→ **PAGE EXCERPT**
start

The masquerade continues: Trump is ludicrously trying to sell a massive corporate tax cut as a sure-fire way to raise pay for ordinary workers. Meanwhile, his administration is needlessly reevaluating a powerful Obama-era regulation that would actually raise workers’ pay by enabling millions of Americans working long hours to be compensated for their overtime.

With corporations already sitting on trillions of dollars in un-invested profits, the idea that further tax cuts will spur $4,000 wage increases for front-line employees defies belief—as a rule, corporations only raise pay when they’re forced to (by the law, by worker demands, or by a tight labor market that makes it hard to attract and retain a cheaper workforce).

In contrast, revised overtime pay rules would mandate a pay increase, benefitting 12.5 million workers and their families by broadening the pool of workers eligible for overtime pay. This would both increase the pay many salaried employees receive for working long hours, and enable others to work fewer hours for the same pay (potentially cutting child care costs and other expenses of long work days). According to an analysis by the Department of Labor, the overtime rule would result in an average annual increase in pay of $1.2 billion per year. Since women, people of color, and younger workers are the most likely to work in moderately-paid salaried jobs, these workers would experience the greatest gains.

This week, the Trump administration appealed a district court ruling that had prevented the overtime rules from going into effect—not because Trump or his Labor Secretary want to save these critical regulations, but because they want to preserve the Department of Labor’s power and authority even as they water down the rules. If Trump really cared about raising pay or standing with working people, fighting for strong overtime rules is just one avenue he could pursue. Yet this was never the goal in the first place.

The cheap masks disguising Trump and the Republicans pushing forward an anti-worker agenda in Congress are starting to fall apart. Even Trump’s frantic use of strategic racism and xenophobia—from verbally attacking black athletes and members of Congress to yanking protections from Dreamers and repeatedly attempting to ban Muslim refugees—is no longer enough to check the declining support among his base. At long last, Trump’s supporters may be growing tired of being tricked.

end

→ **EXCERPTED DATA**
start

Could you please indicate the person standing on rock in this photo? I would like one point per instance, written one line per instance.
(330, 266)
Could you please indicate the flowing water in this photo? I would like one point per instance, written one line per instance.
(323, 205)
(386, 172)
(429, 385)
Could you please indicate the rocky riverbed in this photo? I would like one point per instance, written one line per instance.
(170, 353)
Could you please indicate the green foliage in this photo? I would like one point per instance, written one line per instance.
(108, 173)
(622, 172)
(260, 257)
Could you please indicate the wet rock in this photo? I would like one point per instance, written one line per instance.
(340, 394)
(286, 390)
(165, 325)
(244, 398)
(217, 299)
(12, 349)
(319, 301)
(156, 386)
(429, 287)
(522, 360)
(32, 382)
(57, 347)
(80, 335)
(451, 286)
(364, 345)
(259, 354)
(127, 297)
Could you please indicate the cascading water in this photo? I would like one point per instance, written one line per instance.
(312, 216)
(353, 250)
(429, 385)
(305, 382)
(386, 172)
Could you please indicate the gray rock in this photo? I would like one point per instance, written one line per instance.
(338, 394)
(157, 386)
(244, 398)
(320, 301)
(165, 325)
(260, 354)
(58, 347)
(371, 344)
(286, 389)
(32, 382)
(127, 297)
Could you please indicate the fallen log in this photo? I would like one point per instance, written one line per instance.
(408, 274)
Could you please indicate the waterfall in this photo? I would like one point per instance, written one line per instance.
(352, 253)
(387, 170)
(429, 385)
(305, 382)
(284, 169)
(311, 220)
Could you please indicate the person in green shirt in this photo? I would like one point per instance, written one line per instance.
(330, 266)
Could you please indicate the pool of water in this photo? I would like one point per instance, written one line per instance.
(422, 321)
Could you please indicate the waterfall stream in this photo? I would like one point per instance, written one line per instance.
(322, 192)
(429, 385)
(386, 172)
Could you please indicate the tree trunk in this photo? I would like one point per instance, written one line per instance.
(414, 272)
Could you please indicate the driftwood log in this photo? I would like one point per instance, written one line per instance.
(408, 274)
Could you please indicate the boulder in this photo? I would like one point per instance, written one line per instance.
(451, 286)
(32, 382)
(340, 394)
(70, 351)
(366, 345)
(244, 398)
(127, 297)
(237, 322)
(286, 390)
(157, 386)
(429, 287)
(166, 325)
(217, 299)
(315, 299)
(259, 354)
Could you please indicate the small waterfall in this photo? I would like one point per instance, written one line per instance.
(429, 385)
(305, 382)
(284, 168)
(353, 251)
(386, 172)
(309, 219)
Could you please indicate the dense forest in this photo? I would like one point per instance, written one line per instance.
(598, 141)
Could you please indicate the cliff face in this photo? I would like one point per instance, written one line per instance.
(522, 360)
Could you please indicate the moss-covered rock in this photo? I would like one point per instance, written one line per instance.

end

→ **JOB**
Answer these questions using the piece on overtime pay rules.
1. How many workers would the revised overtime pay rules benefit?
2. According to the Department of Labor analysis, what average annual increase in pay would the overtime rule bring?
3. What did the Trump administration appeal this week?
The listing has no role in this work.

→ **CORRECT OUTPUT**
1. 12.5 million workers.
2. $1.2 billion per year.
3. A district court ruling that had prevented the overtime rules from going into effect.